▶ _Data supplied_
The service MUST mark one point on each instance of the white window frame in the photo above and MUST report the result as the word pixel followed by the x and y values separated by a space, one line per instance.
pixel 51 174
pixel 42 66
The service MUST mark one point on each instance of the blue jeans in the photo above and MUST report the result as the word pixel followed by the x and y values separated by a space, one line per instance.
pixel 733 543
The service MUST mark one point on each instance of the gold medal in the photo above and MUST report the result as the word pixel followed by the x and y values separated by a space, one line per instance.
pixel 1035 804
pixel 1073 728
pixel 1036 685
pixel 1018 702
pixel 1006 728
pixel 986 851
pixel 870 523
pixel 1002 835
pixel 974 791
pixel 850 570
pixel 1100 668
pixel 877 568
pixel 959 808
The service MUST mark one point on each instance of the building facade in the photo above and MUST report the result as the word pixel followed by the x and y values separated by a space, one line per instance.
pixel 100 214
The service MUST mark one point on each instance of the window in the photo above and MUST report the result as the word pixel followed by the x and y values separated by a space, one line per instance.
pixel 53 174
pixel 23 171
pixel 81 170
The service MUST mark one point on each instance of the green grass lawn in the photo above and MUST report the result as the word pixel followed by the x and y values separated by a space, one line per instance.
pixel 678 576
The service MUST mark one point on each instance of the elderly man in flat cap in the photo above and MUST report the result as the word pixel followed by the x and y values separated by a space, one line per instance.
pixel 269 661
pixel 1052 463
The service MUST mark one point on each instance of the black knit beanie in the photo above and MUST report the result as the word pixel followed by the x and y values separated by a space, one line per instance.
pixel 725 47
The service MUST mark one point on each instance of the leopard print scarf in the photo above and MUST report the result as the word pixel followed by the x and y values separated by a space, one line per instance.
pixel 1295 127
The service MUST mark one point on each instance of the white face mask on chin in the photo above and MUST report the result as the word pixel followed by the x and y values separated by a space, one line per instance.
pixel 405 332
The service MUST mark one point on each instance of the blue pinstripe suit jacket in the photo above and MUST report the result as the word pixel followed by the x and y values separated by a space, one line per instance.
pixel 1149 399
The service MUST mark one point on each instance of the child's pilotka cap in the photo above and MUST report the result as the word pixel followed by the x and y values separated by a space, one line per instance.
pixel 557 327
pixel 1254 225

▶ _Task goal_
Reproduce without alteration the records from the line that contains "of the child's" through the final line of the records, including both of those lines.

▶ _Reply_
The service MUST mark one point on each instance of the child's pilotka cap in the photo above and MUST report the result as the word pixel followed by the x and y values separated by a space, one line per instance.
pixel 557 327
pixel 1254 225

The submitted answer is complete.